§ Data excerpts
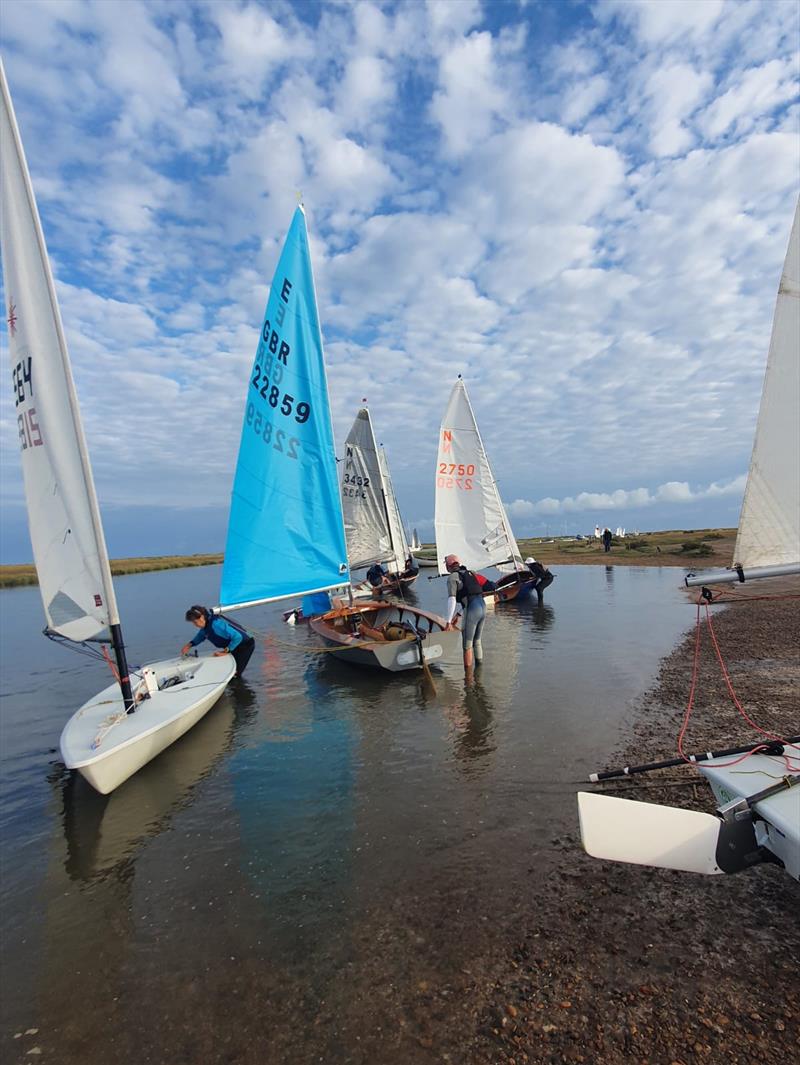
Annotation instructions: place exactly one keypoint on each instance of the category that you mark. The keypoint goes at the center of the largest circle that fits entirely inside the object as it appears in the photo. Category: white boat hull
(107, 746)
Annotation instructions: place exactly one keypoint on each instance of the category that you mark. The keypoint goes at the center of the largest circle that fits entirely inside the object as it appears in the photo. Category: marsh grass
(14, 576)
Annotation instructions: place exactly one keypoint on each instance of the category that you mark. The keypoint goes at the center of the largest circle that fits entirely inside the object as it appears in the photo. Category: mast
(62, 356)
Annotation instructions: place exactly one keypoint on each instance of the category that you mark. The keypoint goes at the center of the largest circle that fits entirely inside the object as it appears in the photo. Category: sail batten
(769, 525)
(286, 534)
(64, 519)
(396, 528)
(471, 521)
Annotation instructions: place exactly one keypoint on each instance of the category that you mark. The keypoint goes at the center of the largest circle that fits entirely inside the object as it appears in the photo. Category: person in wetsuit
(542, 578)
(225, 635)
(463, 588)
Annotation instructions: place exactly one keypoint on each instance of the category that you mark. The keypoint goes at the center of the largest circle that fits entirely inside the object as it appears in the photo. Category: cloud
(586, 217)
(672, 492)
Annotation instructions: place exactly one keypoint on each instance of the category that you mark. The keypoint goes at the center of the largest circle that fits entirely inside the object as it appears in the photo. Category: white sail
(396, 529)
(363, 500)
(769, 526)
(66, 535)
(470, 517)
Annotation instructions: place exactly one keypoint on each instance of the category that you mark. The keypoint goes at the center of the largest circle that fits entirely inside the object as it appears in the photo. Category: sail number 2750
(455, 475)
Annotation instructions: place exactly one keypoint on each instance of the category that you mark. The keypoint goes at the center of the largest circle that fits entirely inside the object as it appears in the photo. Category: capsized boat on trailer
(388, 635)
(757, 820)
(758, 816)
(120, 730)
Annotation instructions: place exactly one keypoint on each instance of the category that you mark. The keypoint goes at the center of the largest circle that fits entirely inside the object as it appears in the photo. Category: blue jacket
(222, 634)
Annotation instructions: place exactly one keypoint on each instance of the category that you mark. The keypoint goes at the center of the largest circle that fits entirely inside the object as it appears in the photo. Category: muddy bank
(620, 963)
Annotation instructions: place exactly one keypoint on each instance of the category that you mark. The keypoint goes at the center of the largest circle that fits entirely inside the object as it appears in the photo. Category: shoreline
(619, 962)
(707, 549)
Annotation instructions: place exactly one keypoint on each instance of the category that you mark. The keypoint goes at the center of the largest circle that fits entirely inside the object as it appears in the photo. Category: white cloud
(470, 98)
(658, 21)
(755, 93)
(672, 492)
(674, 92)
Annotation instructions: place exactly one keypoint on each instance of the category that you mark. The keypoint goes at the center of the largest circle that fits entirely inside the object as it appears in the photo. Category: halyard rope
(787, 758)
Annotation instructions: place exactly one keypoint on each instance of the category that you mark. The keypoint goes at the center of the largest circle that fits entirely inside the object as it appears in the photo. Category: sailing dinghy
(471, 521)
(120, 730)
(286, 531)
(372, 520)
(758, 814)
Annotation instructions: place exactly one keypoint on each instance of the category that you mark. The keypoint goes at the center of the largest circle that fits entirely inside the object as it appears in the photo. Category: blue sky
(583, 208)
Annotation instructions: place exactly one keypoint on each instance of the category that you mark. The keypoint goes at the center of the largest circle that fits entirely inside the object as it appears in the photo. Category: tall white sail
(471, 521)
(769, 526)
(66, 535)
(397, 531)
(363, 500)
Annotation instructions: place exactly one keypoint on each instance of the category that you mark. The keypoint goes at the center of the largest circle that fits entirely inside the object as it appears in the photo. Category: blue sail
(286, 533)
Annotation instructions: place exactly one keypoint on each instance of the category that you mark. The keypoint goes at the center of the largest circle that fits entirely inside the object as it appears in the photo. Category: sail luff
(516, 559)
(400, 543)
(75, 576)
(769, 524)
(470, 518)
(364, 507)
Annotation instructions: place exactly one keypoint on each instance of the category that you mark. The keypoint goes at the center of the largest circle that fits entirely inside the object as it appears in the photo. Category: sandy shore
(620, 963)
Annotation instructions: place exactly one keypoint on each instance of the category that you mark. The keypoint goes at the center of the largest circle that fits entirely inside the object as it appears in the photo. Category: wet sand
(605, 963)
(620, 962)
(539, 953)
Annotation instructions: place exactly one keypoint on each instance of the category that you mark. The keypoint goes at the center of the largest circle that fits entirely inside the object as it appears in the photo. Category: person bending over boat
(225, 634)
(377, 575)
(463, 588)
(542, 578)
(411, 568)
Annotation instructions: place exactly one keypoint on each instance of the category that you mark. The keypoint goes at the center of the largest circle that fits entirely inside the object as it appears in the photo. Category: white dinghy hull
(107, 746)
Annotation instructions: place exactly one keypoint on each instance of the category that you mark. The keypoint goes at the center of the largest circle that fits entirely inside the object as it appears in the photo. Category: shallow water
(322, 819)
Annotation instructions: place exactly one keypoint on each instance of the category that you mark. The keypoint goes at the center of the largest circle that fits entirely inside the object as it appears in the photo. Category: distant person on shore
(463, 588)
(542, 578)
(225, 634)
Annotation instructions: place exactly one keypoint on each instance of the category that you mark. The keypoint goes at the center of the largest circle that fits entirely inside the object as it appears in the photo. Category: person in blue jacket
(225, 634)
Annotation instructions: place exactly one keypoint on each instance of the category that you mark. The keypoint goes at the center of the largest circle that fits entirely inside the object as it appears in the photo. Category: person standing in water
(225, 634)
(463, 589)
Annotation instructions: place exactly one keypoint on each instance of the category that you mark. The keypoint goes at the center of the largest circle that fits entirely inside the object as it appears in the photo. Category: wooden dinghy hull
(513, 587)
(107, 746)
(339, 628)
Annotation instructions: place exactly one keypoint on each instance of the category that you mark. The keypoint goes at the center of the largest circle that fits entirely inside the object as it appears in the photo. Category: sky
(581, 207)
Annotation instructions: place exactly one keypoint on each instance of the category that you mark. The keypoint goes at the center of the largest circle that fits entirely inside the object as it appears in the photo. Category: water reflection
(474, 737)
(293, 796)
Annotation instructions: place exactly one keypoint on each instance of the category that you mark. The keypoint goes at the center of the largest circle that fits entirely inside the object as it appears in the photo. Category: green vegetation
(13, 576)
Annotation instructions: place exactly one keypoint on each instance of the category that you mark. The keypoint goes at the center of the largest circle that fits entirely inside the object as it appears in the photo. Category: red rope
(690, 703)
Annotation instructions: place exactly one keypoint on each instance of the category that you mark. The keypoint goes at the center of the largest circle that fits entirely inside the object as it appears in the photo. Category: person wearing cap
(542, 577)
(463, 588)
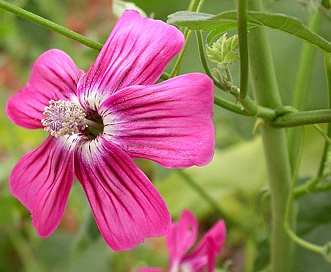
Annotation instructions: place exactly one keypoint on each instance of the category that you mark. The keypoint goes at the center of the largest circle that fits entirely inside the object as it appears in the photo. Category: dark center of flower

§ What is required
Word for word, give the entries above again, with no images included.

§ Result for this task
Annotation instructions: place exactly one keypoint on each instance of the category that you mark. The keypoint goes at the center of the largest circle that fits entirely inside the object as it appears in the photo. Category: white boat hull
(107, 746)
Annotation instructions: place exactly one keypoint on each instance of the category that you mark. The keypoint goes at the center of the largest circle that fits entirely inside the object as it appears in the photo. Category: marsh grass
(14, 576)
Annotation instructions: place exactly one keypoint on each instance of the category that you mark. The keypoint goes at the center of the largest circle that fits entirely inside the object as it appears in the photo. Category: mast
(62, 356)
Annotation instructions: place exactly one keypoint on each instance of the category that you mark. The keypoint goes at the center of the largest circle that fits entirely inside the object as it appears in the photo. Category: sail batten
(769, 525)
(286, 534)
(64, 519)
(396, 528)
(471, 521)
Annotation instructions: place exactly one keypoint on each instance of the category that you mark. The keypoint goes at the center of the largest circle that fits entirely inside the object as it appears in the photo. Category: person in wetsuit
(542, 578)
(225, 635)
(463, 588)
Annotation instructions: place exactly one keypoint on each instance of the category that you mark. The keypoint goes at the center of the largest circle that fits entirely inside the object as it appears in the photo. Category: cloud
(586, 217)
(672, 492)
Annotation instructions: place exactly one keypoint on each instance of the category that you mark. The keypoint goes at the center of the largest circle that fits entirely inside the object as it appears in the photo. Category: white sail
(396, 529)
(363, 500)
(769, 526)
(66, 535)
(470, 517)
Annotation instructions: place exactly one keypoint on each instance of the category that you mark. The keypoint goes at the center of the largest circle that fits entirely inside the object as it appears in the photo. Category: sail number 2750
(455, 475)
Annotation instructions: place exactly one keypoint on each instance of the category that you mark. The keypoint goes at the center of the largest circle that fits entirely inside the object as it appears in the photo. Category: capsized boat on trailer
(388, 635)
(757, 820)
(758, 816)
(120, 730)
Annotation instructions: place exactly one keypoint on each instance of the category that you mark. The keypoint goes at the center of the largest circle that fits entirely inside the object as it appears in the photo. Category: blue jacket
(222, 634)
Annotation instructions: place exactly one keypoint on each instance of the category that you mark. The keypoint goes at the center of the largest circle that fits entirely inside the object as it appears in the photo. Category: muddy bank
(620, 963)
Annotation instructions: place exactly one keypoint on each instance of the category that you mark. The keypoint goes at the center of the largest circle that fits entirely inside the object as it appears in the photo. Category: shoreline
(619, 962)
(707, 549)
Annotation instructions: place exactly one keypoint on each instance of the category that you mark. The keypoint goes at the center of the largest circle that fits entirely inside the object as it appears in the photo. Category: white cloud
(470, 98)
(658, 21)
(755, 93)
(672, 492)
(674, 92)
Annotation instructions: place exactly one keypoint on each instance of the category that you mark. The keypoint goes at the center of the largest circle that fits entirely inside the object as it appears in the photo. Category: halyard rope
(787, 758)
Annotation instructions: place exactly one keypoint on each instance of the category that you mark. The keypoint goes at the center of the largest circle that fits entirely inside the object as it appears in the photo. Category: sailing dinghy
(471, 521)
(120, 730)
(286, 531)
(372, 520)
(758, 814)
Annotation instructions: place exactly one keypoint on each instance of the category that you mark. The keypoint goes at the center of the largest circle that fits entirely inside the object as it appears in the photo. Category: blue sky
(583, 208)
Annotation instructions: place exactly one keypoint on each instance of the category that you mark. The keypoint goes at the center of the largest circle that fits entirely inside the object as it appears in the photo. Category: tall white sail
(471, 521)
(769, 526)
(66, 535)
(397, 531)
(363, 500)
Annotation instructions: place exactly one keypoint on each instance of the category that you mark. The keypoint goes at the center of the largest circle that fits entirely inside the object as it appears in the photo. Category: blue sail
(286, 533)
Annotation instructions: place exactly one keypoint on each instance of the category that you mark. The keypoint goes at the center of the largest circle that fits entirely inside the object as it appears in the photo. Category: sail luff
(516, 559)
(400, 543)
(75, 576)
(769, 524)
(470, 518)
(364, 507)
Annotation instructions: place exactly one keypoint on each instance of the category that you mark. The keypoint goes at the center of the largest circle that fits entirely inside the object as it appears in the photo. Category: sandy shore
(620, 963)
Annotation instructions: place exactly one keypoint on each instance of the category that you mark. The keypoint goes at the center of the largest circle that fits entirely inside the object as it appears in the photo. Category: wet sand
(605, 963)
(620, 962)
(539, 953)
Annotation instructions: place exactly one keypoint on each instance of the category that you mark. The keypoint goes at the center of the largest circle that fits entirely inside the object as it appears in the photo. Category: person bending over boat
(225, 634)
(377, 575)
(463, 588)
(542, 578)
(411, 568)
Annotation instructions: place exactly one keypoint on each instance of the category that you mark. The keypoint goes at the center of the largest circle that fits entirely inside the object as it appears in the photo. Category: white dinghy hull
(107, 746)
Annotation instructions: place exactly one keypoint on each instance of the category that you mark. The keypoint goes at the center of the largest circle that fits entirely inside the object as it appears in the photo. Category: shallow water
(322, 819)
Annotation instructions: place exactly one keypoint on each instance of the category that you mark. The keypoint goes at the center of the largest circle that fits entirely inside the object as it appears in the photo. Category: distant person on shore
(463, 588)
(542, 578)
(225, 634)
Annotation instructions: place exactly one keypoint on each instance of the category that you mark. The keypoint goes at the center of the largest circle that fits entirely inside the object as it appears in the photo. Category: person in blue jacket
(225, 634)
Annotation instructions: place exactly one keypoint on each instance of the category that you mark. The keypoint goes at the center of the largest circle that fits entirely inside the object as it appears in the photo. Category: person standing in water
(225, 634)
(463, 589)
Annotation instructions: place exactly one keypoint on each instance of the category that you mark. The keypoint goes at the center of the largest circle that fits entirely inside the object as it appears in the photo. Category: wooden dinghy hull
(513, 587)
(107, 746)
(339, 628)
Annotation instructions: place exactly one keypoint on each instance of the category that you mark. The keypoint goes at the center of the largest circle that fits entirely inside the object as it appears in the photo. Category: sky
(581, 207)
Annotation instructions: place exactly one keypoint on each instance of the category that you mark. The keypoint goes at the center of the largest circle that fits entirely inside the object as it appears in the photo. Category: water reflection
(474, 737)
(293, 796)
Annotation instructions: place exactly one keypoint on each instance of the category that you mark. The keypoint goes at the center of the largest circle that fits entirely inside the object as it appears in the photo. Category: green vegetation
(13, 576)
Annotation instructions: place exactly one keypoint on each instance of the category that you mark. The keypoint goes at the center of the largest circle that fits entirely inside the object as it appears in the photo. Category: red rope
(690, 703)
Annotation instructions: place exactly one keypoint on each instance of the category that you mark. The keypoint goes at the center of the largest circle that fits entirely inside the object as it appears in the photo. Category: person wearing cap
(542, 577)
(463, 588)
Annotation instructions: place exactly one keypoint on each instance of the category that you mark. The keypoint goes at the center of the largest circle that fits entirely inside the object as it appears in the photo. Category: dark center of flower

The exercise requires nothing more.